Source:
-------------------------

On Wednesday, September 17, 2014 08:56:28 PM James wrote:
> Alec Ten Harmsel <alec <at> alectenharmsel.com> writes:
> > As far as HDFS goes, I would only set that up if you will use it for
> > Hadoop or related tools. It's highly specific, and the performance is
> > not good unless you're doing a massively parallel read (what it was
> > designed for). I can elaborate why if anyone is actually interested.
> 
> Acutally, from my research and my goal (one really big scientific 
simulation
> running constantly).

Out of curiosity, what do you want to simulate?

> Many folks are recommending to skip Hadoop/HDFS all
> together

I agree, Hadoop/HDFS is for data analysis. Like building a profile about 
people based on the information companies like Facebook, Google, NSA, 
Walmart, Governments, Banks,.... collect about their 
customers/users/citizens/slaves/....

> and go straight to mesos/spark. RDD (in-memory)  cluster
> calculations are at the heart of my needs. The opposite end of the
> spectrum, loads of small files and small apps; I dunno about, but, I'm all
> ears.
> In the end, my (3) node scientific cluster will morph and support
> the typical myriad  of networked applications, but I can take
> a few years to figure that out, or just copy what smart guys like
> you and joost do.....

Nope, I'm simply following what you do and provide suggestions where I 
can.
Most of the clusters and distributed computing stuff I do is based on 
adding machines to distribute the load. But the mechanisms for these are 
implemented in the applications I work with, not what I design underneath.

The filesystems I am interested in are different to the ones you want.
I need to provided access to software installation files to a VM server and 
access to documentation which is created by the users.
The VM server is physically next to what I already mentioned as server A. 
Access to the VM from the remote site will be using remote desktop 
connections.
But to allow faster and easier access to the documentation, I need a 
server B at the remote site which functions as described.
AFS might be suitable, but I need to be able to layer Samba on top of that 
to allow a seamless operation.
I don't want the laptops to have their own cache and then having to figure 
out how to solve the multiple different changes to documents containing 
layouts. (MS Word and OpenDocument files)

> > We use Lustre for our high performance general storage. I don't have 
any
> > numbers, but I'm pretty sure it is *really* fast (10Gbit/s over IB
> > sounds familiar, but don't quote me on that).
> 
> AT Umich, you guys should test the FhGFS/btrfs combo. The folks
> at UCI swear about it, although they are only publishing a wee bit.
> (you know, water cooler gossip)...... Surely the Wolverines do not
> want those californians getting up on them?

-------------------------

Available data:
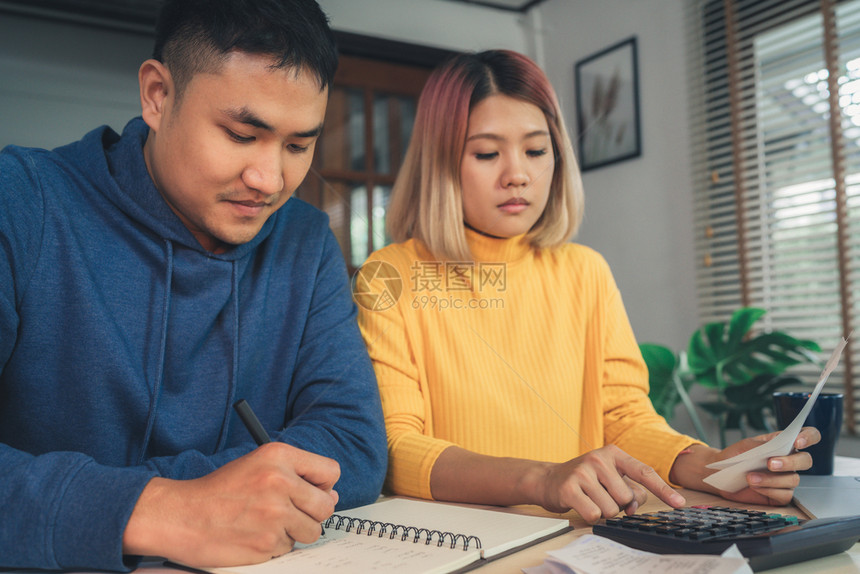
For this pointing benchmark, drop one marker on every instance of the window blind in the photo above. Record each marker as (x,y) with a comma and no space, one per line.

-------------------------

Jobs:
1 - In the filesystem thread, which two kinds of document files does the writer mention as containing layouts?
2 - Please echo everything in the filesystem thread from "Most of the" down to "functions as described.".
3 - Give a two-sentence summary of the filesystem thread.
You won't need the lines for anything here.

Complete answers:
1 - MS Word and OpenDocument files.

2 -
Most of the clusters and distributed computing stuff I do is based on 
adding machines to distribute the load. But the mechanisms for these are 
implemented in the applications I work with, not what I design underneath.

The filesystems I am interested in are different to the ones you want.
I need to provided access to software installation files to a VM server and 
access to documentation which is created by the users.
The VM server is physically next to what I already mentioned as server A. 
Access to the VM from the remote site will be using remote desktop 
connections.
But to allow faster and easier access to the documentation, I need a 
server B at the remote site which functions as described.

3 - James's goal is one really big scientific simulation running constantly, and many recommend skipping Hadoop/HDFS and going straight to mesos/spark, since in-memory RDD cluster calculations are at the heart of James's needs. The reply agrees that Hadoop/HDFS is for data analysis and describes a different need: giving a VM server access to software installation files and user-created documentation, where AFS might be suitable if Samba can be layered on top.